# Plot stats of dv/v model parameters with MCMC.

2023.4.4 Kurama Okubo

Plot master figures of MCMC inversion.

- 2023/04/19 update debugging `dvvmodel` and use modelparam saved in pickle. Correct the number of data in AIC and BIC as N = Ntot - Nnan. 
- Unify the offset of observation to that of model to take into account the model parameter of 'a0'.
- Unify the order of dv/v plot with the mwcs wlin case

In [28]:
# %load_ext autoreload
# %autoreload 2

import datetime
import os
import time

import matplotlib
import matplotlib.pyplot as plt
import matplotlib.dates as dates
import matplotlib.dates as mdates
%matplotlib inline
from IPython.display import display, Math

import numpy as np
import pandas as pd
import h5py
import pickle

import shutil
from tqdm import tqdm
import glob

import matplotlib as mpl

import emcee # MCMC sampler
import corner

# import mcmc functions
from scattermatrix import *
from MCMC_func import *

plt.rcParams["font.family"] = 'Arial'
# plt.rcParams["font.sans-serif"] = "DejaVu Sans, Arial, Helvetica, Lucida Grande, Verdana, Geneva, Lucid, Avant Garde, sans-serif"
plt.rcParams["font.size"] = 12
plt.rcParams["xtick.direction"] = "in"

· · · · ·

In the notebook header on plotting MCMC dv/v model parameters, why is the offset of the observation unified to that of the model?

* **EXTRACTED RECORDS**

· · · · ·

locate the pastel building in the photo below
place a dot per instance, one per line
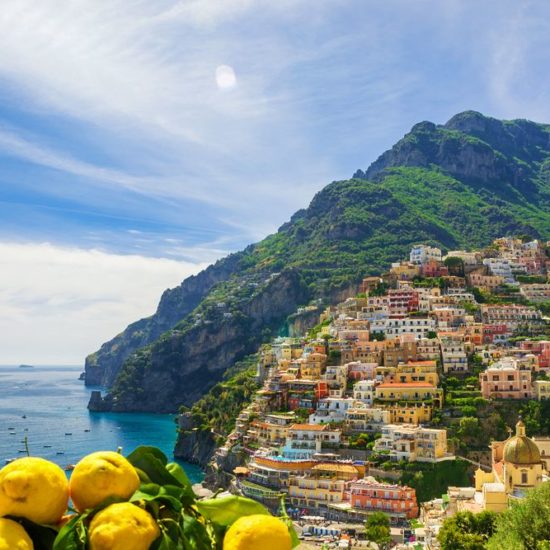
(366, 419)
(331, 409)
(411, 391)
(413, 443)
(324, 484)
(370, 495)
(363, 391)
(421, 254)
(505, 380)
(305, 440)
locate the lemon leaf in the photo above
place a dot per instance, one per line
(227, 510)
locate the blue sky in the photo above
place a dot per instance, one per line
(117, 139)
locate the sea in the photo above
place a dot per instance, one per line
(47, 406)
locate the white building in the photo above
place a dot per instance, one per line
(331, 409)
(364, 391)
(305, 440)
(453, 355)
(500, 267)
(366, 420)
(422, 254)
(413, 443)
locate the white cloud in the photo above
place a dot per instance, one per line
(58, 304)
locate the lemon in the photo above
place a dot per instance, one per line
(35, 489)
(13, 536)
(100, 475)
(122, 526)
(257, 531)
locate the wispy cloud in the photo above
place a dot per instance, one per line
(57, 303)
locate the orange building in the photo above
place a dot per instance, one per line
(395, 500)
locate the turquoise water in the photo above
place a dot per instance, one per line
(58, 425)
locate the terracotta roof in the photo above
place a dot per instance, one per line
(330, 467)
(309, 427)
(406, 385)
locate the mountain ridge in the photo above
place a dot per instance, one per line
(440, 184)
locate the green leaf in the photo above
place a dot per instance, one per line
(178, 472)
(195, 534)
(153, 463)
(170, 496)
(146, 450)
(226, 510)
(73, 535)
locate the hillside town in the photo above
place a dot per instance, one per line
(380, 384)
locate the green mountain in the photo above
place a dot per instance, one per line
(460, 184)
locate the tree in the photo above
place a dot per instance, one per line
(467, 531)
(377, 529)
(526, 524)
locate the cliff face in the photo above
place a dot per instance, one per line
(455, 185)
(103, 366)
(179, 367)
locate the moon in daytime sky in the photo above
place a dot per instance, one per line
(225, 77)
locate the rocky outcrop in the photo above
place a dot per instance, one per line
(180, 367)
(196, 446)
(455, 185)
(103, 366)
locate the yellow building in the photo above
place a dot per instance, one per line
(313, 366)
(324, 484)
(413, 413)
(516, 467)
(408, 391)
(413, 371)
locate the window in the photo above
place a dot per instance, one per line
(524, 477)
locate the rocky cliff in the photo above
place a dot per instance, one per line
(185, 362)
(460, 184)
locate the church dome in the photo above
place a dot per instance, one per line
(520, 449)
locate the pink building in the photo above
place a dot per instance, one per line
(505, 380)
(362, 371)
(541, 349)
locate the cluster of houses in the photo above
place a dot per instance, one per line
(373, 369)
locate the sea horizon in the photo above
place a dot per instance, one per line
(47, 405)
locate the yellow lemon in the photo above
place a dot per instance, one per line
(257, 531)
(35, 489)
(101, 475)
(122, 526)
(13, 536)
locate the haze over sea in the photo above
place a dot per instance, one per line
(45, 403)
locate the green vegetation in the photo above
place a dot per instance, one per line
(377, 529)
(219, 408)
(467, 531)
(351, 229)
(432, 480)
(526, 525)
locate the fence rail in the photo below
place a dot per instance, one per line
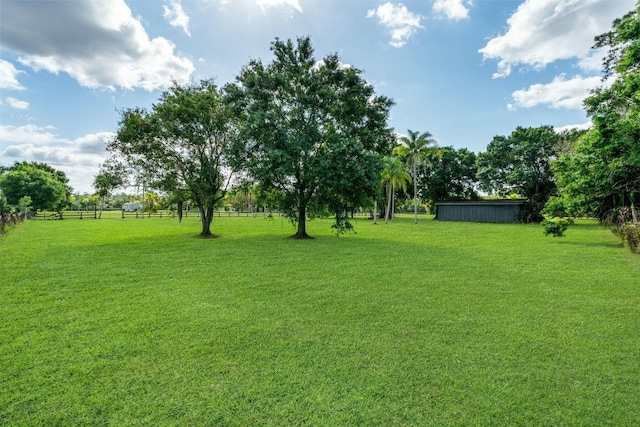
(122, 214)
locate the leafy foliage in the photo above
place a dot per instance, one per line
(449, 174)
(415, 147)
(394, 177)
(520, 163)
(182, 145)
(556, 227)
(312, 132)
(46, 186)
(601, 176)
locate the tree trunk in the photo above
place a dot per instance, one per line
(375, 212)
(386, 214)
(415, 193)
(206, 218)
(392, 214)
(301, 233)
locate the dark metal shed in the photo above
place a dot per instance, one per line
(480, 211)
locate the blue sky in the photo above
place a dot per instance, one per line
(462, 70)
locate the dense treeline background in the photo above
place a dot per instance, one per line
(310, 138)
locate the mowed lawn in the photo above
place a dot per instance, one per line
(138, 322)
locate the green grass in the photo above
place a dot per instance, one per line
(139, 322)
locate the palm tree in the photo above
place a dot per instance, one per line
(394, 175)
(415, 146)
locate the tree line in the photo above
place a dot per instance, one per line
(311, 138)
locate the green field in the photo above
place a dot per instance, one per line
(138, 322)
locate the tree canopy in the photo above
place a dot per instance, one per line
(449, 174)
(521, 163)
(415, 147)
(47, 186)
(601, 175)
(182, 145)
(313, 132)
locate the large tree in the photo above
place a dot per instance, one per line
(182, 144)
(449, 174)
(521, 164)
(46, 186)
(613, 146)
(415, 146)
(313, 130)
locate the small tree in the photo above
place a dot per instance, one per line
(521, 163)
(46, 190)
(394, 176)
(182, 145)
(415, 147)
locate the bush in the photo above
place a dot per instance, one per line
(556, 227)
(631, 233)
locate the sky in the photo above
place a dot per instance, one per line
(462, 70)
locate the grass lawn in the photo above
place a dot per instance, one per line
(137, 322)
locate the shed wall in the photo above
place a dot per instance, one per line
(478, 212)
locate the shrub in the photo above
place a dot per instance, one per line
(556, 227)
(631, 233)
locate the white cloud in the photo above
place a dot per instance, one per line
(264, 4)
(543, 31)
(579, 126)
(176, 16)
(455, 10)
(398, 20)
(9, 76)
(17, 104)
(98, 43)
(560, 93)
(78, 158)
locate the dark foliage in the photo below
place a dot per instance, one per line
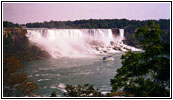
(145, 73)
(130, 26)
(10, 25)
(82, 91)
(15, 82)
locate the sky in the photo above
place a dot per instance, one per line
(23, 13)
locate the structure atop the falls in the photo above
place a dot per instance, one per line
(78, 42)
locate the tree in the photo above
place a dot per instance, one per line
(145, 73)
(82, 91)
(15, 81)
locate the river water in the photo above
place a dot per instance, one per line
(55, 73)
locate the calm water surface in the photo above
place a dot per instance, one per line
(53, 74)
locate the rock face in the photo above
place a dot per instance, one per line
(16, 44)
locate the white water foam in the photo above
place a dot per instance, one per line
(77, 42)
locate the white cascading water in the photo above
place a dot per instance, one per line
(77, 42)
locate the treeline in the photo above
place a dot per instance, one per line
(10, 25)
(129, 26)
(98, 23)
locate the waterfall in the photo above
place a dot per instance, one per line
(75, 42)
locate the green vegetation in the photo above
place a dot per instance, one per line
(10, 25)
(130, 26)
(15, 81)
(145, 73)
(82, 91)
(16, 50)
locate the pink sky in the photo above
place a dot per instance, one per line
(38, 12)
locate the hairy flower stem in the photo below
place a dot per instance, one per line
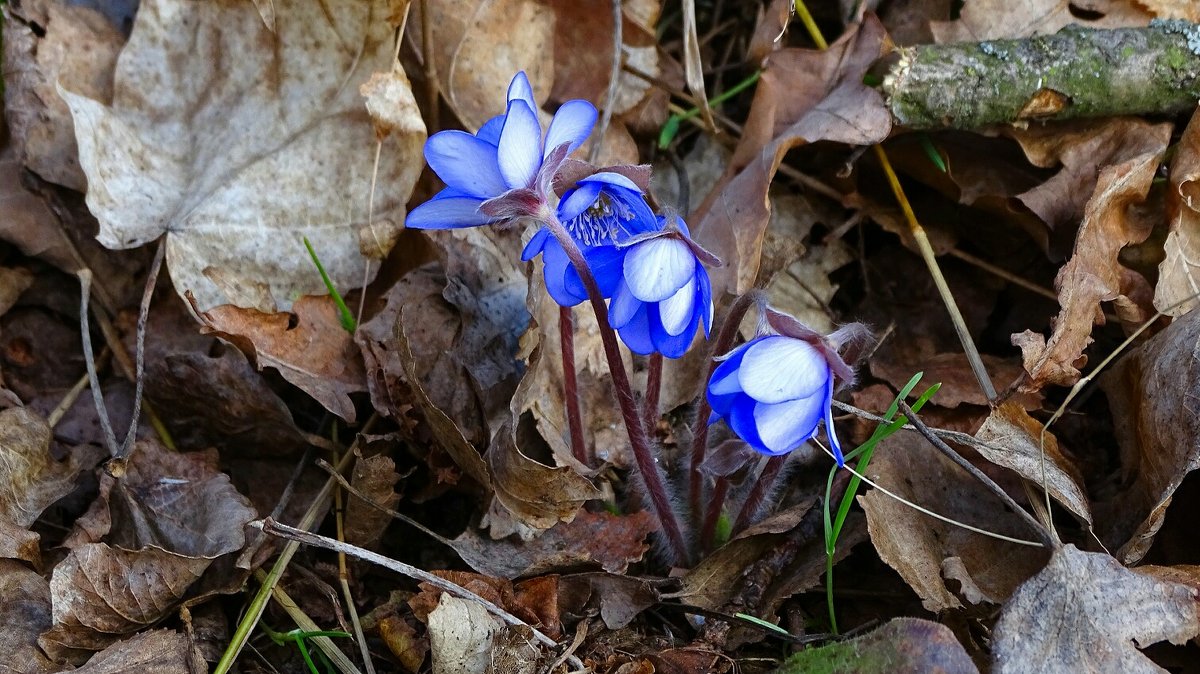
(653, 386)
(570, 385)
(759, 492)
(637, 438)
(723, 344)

· · · · ·

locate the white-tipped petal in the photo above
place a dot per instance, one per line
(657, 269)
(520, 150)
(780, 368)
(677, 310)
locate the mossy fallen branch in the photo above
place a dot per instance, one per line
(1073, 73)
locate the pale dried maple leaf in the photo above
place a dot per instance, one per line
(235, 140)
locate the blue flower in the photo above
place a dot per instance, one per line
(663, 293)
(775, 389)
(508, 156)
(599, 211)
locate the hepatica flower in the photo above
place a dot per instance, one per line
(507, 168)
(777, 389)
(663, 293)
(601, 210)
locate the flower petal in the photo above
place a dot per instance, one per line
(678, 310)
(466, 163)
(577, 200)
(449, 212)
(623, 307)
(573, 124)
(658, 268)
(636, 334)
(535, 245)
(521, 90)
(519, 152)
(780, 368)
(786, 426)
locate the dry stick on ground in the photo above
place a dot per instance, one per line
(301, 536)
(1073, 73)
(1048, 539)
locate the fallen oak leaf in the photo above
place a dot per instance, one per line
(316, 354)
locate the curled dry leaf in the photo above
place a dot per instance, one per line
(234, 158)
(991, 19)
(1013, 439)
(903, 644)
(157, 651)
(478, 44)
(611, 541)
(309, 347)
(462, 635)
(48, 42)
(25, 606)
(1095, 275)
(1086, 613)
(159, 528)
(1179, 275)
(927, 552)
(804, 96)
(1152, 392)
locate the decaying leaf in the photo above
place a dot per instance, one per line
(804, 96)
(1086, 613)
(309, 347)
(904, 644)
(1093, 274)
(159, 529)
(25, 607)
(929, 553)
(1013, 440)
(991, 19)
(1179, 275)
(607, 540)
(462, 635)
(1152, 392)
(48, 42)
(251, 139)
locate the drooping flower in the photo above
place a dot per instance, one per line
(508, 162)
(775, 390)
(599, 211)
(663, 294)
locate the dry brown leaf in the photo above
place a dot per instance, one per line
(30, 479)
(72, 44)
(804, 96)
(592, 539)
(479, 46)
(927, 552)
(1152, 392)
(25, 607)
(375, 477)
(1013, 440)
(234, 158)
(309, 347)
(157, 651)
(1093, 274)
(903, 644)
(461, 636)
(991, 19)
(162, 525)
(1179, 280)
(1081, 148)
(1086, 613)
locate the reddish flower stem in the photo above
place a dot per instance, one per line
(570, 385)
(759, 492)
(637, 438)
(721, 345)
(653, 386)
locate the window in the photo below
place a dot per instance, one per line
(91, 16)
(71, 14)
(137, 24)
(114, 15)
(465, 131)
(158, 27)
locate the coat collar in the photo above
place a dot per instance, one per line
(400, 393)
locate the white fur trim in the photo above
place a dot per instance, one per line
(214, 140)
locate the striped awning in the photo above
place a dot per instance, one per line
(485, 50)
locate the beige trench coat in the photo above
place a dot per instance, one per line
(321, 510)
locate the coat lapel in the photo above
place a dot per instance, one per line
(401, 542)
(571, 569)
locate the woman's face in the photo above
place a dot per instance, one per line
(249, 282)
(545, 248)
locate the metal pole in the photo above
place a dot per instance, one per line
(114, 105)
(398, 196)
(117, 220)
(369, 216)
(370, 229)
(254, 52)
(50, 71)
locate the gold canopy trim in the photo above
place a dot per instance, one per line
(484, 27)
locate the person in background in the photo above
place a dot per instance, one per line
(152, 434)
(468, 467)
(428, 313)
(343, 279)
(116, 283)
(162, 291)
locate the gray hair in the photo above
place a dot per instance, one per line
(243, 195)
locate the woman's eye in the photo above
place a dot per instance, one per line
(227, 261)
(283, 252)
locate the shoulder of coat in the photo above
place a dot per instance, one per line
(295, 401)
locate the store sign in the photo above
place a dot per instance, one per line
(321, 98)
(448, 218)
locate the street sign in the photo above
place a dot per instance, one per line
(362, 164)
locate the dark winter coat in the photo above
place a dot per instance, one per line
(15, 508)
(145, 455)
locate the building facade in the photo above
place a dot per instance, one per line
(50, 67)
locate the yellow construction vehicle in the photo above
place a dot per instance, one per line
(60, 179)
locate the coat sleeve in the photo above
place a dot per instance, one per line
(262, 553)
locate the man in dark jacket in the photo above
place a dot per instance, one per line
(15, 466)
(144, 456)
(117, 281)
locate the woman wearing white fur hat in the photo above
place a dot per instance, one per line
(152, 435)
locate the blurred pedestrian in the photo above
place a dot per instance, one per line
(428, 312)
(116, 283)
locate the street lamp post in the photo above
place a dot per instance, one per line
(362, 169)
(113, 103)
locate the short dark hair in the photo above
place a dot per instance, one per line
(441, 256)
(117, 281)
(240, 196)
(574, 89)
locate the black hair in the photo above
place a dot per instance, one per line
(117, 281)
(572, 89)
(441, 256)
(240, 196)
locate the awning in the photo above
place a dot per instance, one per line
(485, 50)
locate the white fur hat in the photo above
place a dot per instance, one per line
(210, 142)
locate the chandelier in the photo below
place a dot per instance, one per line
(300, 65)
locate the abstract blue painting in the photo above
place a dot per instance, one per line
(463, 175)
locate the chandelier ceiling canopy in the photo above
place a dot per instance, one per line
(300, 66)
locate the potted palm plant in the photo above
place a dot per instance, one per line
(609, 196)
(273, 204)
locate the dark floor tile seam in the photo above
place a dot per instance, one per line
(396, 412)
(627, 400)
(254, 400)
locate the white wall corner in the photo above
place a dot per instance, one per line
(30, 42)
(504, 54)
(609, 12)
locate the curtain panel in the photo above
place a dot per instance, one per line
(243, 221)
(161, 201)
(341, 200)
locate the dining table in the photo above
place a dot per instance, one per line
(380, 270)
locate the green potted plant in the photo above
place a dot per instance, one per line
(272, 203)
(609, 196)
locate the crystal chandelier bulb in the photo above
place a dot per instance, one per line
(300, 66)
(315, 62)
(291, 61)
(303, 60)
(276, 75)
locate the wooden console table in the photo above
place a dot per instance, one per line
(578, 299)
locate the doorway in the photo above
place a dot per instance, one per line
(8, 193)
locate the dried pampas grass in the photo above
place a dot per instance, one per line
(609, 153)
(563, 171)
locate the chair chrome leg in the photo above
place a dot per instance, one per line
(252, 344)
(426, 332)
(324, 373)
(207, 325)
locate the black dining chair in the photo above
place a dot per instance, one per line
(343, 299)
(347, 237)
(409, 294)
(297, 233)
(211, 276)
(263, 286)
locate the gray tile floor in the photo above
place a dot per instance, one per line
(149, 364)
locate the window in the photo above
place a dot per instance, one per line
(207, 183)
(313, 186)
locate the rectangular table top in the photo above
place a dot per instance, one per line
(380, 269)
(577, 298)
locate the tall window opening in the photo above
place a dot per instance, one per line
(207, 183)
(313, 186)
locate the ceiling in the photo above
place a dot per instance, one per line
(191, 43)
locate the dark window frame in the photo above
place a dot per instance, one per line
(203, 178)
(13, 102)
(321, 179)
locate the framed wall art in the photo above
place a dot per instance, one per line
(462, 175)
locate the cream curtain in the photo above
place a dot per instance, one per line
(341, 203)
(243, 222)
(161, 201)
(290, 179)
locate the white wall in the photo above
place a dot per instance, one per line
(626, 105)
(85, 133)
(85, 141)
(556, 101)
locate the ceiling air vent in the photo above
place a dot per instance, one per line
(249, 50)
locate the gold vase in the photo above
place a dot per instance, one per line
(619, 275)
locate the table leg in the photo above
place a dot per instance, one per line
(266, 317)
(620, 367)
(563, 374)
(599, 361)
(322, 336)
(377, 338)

· · · · ·

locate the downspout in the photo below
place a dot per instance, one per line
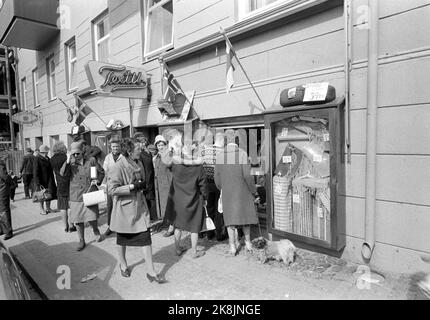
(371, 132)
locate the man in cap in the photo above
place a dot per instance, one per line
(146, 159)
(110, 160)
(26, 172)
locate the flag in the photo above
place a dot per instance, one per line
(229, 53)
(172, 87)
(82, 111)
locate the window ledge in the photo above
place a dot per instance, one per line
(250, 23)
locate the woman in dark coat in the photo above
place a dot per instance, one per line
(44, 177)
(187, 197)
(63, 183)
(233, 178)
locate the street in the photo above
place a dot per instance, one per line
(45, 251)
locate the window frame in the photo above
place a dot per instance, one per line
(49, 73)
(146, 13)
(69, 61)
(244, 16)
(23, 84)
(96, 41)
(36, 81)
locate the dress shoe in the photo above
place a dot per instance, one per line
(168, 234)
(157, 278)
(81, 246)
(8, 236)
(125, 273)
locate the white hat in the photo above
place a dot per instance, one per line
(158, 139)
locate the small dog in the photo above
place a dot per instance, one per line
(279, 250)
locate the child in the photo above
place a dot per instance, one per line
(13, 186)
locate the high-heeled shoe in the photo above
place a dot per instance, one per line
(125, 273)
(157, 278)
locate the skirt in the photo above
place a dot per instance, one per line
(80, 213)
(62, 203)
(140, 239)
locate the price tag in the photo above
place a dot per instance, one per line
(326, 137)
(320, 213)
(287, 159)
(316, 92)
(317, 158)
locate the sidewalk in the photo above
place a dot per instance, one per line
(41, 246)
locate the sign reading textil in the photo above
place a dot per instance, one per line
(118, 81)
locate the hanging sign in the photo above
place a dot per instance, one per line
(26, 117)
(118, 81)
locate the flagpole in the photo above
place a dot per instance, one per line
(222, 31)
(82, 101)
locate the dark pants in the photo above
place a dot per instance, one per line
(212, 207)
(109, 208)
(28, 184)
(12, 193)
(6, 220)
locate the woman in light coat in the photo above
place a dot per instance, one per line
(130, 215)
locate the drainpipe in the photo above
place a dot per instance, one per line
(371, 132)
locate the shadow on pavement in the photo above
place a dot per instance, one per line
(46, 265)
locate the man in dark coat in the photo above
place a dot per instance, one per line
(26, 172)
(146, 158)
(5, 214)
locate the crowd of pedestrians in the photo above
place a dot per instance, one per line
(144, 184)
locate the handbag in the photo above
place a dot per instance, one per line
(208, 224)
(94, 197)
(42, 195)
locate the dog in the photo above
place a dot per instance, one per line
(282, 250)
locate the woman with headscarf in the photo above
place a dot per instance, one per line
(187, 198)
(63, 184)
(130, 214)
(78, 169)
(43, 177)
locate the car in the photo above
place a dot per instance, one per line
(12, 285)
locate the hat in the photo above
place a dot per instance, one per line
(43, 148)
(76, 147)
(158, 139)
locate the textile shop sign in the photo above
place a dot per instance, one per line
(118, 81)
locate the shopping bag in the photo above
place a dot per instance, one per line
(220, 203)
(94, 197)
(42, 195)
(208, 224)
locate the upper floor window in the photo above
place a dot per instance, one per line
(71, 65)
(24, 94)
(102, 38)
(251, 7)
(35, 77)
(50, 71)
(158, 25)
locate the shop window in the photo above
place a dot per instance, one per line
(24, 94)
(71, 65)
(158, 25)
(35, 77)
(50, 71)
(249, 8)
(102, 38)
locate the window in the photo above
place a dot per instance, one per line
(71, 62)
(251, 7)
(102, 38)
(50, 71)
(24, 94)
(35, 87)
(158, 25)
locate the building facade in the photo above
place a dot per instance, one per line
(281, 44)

· · · · ·

* **SOLUTION BELOW**
The offset of the observation is unified to that of the model so that the model parameter 'a0' is taken into account.